What to do :: Please update the rows between the lines holding "# test: mark the train door, one" and "Target: ornate street lamp", inclusive, writing them out again with "grey" replaced by "gray" and nothing else altered.

Data shown ::
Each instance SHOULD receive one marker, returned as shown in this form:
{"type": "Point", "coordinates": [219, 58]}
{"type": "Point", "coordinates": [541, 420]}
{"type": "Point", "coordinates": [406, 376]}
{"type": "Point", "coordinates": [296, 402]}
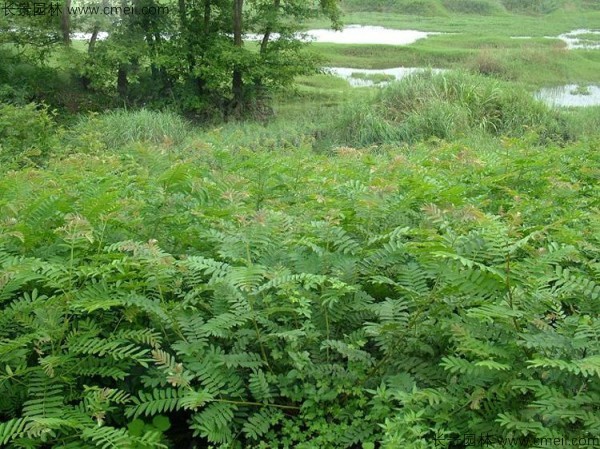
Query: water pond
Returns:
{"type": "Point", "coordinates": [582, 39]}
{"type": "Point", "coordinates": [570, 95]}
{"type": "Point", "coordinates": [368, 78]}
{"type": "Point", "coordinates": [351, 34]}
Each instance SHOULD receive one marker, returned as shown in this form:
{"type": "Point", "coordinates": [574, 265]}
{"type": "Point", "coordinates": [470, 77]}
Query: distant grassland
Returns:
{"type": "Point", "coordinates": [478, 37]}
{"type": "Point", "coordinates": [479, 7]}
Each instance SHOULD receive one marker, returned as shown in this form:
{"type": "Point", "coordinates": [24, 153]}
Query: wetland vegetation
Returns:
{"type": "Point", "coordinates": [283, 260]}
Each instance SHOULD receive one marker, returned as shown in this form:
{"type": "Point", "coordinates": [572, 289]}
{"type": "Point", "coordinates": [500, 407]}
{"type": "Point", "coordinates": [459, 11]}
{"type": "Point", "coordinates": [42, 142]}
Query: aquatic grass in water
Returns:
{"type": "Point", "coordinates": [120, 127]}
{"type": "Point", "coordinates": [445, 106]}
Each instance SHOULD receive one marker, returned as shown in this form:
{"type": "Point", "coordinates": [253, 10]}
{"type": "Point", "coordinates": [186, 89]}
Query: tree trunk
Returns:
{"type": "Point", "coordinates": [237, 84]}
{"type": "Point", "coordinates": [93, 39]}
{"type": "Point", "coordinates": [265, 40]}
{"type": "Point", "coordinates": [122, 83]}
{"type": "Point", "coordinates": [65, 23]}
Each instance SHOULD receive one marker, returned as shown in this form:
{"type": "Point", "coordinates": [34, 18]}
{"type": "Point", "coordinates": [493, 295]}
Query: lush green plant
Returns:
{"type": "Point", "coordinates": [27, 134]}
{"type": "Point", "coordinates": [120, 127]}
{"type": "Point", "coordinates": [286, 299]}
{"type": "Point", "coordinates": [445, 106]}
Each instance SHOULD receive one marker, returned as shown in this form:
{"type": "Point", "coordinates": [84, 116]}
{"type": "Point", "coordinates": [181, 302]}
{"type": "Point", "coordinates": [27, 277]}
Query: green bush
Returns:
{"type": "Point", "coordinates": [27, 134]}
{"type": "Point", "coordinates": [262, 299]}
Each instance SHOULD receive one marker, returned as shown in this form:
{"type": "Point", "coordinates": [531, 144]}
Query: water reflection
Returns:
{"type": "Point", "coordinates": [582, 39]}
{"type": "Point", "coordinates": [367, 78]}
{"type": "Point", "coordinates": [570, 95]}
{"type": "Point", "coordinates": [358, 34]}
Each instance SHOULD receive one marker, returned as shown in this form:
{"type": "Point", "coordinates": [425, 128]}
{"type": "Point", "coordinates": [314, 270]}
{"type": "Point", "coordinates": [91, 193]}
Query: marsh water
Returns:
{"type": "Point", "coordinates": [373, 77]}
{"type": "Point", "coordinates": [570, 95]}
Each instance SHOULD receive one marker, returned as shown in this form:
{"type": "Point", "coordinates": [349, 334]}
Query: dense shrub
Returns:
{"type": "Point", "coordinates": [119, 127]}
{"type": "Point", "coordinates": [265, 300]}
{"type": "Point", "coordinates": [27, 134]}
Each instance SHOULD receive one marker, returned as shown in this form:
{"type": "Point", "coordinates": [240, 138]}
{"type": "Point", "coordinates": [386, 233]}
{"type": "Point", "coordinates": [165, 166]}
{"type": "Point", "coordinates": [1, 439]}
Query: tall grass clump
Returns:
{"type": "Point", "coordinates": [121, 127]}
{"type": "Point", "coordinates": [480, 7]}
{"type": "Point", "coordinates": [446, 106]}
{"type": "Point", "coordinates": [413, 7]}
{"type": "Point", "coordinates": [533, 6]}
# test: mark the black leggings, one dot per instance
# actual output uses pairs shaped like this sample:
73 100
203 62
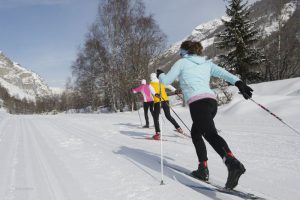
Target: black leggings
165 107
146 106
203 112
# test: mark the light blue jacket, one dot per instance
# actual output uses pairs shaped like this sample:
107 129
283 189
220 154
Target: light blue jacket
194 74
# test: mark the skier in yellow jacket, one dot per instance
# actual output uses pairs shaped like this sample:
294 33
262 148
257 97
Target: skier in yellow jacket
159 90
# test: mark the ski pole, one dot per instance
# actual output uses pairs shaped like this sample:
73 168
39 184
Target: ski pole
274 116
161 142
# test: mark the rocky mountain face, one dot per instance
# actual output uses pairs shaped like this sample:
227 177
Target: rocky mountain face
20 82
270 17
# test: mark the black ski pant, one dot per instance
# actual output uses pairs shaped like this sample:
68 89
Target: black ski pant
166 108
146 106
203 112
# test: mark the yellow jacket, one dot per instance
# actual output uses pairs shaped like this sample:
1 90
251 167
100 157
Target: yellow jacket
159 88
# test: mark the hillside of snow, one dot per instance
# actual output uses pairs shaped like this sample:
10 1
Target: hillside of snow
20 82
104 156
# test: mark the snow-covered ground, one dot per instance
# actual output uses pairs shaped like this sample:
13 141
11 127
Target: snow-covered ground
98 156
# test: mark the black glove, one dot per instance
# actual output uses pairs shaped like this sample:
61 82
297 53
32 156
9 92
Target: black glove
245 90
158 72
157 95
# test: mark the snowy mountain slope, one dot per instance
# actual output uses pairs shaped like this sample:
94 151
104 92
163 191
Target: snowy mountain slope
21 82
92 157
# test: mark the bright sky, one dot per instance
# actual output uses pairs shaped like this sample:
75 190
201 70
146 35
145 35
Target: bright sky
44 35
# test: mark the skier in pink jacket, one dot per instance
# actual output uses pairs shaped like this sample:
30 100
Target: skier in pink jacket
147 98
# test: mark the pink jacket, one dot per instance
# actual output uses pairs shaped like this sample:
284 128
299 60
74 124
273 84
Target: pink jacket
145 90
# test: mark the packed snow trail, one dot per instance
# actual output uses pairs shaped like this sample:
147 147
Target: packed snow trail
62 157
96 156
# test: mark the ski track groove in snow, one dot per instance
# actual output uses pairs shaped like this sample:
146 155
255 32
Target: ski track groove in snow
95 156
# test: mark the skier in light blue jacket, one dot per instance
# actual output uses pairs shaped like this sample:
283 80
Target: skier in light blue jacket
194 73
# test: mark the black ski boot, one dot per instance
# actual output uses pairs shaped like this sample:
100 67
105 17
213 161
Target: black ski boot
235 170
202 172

==

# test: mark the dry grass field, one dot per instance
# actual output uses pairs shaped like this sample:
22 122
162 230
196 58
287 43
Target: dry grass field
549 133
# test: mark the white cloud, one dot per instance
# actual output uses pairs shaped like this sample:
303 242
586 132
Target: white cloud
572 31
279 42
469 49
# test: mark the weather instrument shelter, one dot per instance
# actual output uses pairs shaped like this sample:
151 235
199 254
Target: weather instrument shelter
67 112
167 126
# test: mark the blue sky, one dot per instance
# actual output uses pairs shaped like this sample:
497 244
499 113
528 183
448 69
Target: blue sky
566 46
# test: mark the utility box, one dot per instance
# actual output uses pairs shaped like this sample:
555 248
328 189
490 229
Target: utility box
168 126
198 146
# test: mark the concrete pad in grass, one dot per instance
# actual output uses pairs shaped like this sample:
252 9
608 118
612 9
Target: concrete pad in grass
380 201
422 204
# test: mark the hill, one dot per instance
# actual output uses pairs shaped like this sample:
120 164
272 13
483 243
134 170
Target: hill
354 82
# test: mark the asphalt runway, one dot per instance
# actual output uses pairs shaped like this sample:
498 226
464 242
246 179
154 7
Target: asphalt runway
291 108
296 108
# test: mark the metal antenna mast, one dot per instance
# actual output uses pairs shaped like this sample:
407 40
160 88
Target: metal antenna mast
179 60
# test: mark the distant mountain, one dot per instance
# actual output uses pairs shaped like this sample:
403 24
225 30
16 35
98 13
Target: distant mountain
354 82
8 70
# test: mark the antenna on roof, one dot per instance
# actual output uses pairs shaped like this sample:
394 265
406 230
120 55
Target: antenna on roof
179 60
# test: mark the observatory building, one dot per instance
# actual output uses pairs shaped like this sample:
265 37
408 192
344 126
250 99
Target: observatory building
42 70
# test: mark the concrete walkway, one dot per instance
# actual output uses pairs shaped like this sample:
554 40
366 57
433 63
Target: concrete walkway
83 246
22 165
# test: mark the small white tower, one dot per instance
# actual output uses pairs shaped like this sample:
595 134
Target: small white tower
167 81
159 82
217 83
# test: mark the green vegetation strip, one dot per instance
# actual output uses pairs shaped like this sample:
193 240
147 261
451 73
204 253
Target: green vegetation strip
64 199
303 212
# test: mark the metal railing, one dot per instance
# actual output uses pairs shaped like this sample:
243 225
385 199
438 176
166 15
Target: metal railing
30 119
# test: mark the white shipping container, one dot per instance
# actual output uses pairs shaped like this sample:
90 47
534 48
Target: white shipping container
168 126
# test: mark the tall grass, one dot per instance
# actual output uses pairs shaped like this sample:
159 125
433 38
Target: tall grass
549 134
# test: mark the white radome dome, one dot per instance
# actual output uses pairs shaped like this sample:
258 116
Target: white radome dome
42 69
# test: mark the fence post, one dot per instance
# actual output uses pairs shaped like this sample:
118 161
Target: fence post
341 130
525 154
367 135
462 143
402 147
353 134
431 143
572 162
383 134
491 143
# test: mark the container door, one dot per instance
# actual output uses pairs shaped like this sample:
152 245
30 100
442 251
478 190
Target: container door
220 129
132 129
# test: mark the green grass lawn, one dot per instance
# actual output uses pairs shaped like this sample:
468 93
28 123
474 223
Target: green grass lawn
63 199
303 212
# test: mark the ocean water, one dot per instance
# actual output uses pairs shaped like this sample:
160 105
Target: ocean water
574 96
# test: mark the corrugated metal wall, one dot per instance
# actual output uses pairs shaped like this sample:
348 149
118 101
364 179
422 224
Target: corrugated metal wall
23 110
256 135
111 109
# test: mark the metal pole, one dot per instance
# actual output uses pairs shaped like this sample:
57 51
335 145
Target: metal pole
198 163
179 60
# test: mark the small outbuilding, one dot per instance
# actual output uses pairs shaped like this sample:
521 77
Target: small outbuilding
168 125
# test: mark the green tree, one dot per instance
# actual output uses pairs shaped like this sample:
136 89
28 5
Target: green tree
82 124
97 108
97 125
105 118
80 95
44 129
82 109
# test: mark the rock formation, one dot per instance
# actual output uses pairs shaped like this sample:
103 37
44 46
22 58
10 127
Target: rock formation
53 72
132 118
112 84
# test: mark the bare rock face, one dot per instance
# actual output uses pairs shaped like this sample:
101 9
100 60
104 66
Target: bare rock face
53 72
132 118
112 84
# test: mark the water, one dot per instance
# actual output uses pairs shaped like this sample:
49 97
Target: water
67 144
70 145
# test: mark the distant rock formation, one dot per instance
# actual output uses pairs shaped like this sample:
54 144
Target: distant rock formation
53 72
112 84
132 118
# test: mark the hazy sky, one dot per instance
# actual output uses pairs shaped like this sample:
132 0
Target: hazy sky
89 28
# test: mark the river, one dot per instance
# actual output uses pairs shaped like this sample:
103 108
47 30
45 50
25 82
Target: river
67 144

--

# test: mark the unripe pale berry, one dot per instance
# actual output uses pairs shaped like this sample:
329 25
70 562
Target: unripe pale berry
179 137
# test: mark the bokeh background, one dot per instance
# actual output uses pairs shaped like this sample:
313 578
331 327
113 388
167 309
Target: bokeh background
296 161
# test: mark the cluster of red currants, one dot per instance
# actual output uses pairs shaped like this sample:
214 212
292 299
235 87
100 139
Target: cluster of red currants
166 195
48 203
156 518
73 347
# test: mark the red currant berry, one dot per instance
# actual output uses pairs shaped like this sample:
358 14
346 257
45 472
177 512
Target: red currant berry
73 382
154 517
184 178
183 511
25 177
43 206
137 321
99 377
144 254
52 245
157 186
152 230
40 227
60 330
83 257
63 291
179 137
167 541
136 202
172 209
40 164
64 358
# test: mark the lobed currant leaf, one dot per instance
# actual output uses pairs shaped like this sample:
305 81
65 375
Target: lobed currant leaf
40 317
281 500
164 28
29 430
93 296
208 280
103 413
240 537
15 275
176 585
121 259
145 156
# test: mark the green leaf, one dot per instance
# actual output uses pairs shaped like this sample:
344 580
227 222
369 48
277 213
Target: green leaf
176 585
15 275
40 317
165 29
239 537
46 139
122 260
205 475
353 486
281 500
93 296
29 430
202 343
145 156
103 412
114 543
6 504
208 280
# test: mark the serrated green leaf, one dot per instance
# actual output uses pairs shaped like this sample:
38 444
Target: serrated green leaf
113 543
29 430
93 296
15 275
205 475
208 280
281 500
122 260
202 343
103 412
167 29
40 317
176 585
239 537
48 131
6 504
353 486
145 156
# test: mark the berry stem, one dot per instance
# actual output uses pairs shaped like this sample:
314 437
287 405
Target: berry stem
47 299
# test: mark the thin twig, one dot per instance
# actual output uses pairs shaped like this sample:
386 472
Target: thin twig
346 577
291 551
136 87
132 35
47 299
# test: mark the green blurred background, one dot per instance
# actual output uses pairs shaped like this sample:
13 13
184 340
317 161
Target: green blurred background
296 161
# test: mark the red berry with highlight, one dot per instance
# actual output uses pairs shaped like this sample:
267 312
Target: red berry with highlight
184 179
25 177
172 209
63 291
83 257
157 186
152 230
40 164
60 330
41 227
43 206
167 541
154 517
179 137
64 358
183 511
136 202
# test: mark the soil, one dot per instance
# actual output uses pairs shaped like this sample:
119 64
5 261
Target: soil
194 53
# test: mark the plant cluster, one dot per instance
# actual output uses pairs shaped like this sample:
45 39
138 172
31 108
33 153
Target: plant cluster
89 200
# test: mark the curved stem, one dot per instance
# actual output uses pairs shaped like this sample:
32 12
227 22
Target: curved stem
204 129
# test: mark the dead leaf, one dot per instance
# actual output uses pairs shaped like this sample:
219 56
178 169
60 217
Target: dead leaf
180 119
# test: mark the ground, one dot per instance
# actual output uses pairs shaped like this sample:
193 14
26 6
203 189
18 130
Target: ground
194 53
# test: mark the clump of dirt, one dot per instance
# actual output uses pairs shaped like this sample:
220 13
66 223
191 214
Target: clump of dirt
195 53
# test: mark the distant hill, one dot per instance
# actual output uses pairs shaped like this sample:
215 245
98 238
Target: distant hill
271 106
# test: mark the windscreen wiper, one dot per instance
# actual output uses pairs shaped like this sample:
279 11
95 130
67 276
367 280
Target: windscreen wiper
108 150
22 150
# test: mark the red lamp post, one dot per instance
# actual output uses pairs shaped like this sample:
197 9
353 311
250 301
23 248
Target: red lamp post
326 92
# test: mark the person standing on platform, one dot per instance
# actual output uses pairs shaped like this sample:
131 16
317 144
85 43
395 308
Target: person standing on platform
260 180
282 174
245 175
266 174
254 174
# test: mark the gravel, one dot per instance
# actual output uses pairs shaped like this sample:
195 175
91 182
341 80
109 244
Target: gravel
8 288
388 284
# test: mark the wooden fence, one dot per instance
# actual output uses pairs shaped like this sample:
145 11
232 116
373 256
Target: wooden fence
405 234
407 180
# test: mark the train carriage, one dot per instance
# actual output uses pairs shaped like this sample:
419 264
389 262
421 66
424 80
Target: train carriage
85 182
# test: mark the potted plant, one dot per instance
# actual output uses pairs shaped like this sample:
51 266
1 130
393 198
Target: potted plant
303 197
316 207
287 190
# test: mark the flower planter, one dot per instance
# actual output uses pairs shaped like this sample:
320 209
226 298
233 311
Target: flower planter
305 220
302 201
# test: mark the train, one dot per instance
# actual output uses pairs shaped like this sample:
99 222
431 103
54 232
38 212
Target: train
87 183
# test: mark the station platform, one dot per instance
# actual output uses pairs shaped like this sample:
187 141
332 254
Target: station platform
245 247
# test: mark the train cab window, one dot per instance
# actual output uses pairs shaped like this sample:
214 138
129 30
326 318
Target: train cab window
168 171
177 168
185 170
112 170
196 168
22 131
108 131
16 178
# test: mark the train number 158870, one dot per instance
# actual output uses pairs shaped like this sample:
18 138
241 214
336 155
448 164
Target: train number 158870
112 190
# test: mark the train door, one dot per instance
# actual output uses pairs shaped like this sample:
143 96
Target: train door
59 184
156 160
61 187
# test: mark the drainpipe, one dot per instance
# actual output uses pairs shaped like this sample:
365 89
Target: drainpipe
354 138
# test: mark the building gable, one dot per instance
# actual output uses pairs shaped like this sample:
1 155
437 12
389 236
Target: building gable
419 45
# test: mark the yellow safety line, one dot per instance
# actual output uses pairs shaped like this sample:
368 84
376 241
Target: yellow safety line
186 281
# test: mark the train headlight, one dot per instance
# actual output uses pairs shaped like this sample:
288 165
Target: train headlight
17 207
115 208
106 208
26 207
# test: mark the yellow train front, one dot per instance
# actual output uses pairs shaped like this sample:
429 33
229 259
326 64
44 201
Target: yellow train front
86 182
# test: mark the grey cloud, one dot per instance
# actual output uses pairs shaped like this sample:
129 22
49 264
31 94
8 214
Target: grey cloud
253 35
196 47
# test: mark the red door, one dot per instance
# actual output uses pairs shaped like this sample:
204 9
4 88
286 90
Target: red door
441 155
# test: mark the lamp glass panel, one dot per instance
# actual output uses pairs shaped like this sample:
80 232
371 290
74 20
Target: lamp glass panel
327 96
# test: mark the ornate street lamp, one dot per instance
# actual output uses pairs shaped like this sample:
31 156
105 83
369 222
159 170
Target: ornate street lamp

Result of this exercise ::
# test: mark the train door, one dot per instance
# actual output uses pairs shaped like this sample:
143 96
Target: train door
59 184
156 160
61 187
# test: mark the drainpipe, one dot per instance
# actual output uses pairs shaped like this sample:
365 89
Target: drainpipe
354 138
# test: mark the building gable, one dot per instance
# actual output uses pairs shaped like this sample:
1 155
437 12
389 236
Target: building gable
419 45
# test: mark the yellow safety line, one dot per instance
# actual output uses pairs shaped like this sample:
368 84
376 241
Target: yellow safety line
186 281
# test: mark the train headlight, one dot per instance
# actual output uses pairs shaped like this sample:
288 165
Target: train headlight
17 207
115 208
106 208
26 207
# test: mark the yellow train front, one dot per instance
# actual output uses pairs shaped like this sample:
429 33
229 259
326 64
44 201
Target: yellow train front
86 182
# test: mark the gray cloud, one dot per instance
# actual output uses pairs shaped like this sample:
129 22
49 264
31 94
8 214
Target: gray cloud
253 35
196 47
# test: mark the red door, one dot per instance
# actual output uses pairs shaped like this sample:
204 9
4 88
286 90
Target: red door
441 155
# test: mark the lamp glass panel, one dot per instance
# actual output uses pairs shaped like this sample:
80 232
371 290
74 20
Target: lamp glass panel
327 96
# test: mark the ornate street lamp, one dot per instance
# actual output uses pairs shaped like this sample:
31 156
105 83
369 222
159 170
Target: ornate street lamp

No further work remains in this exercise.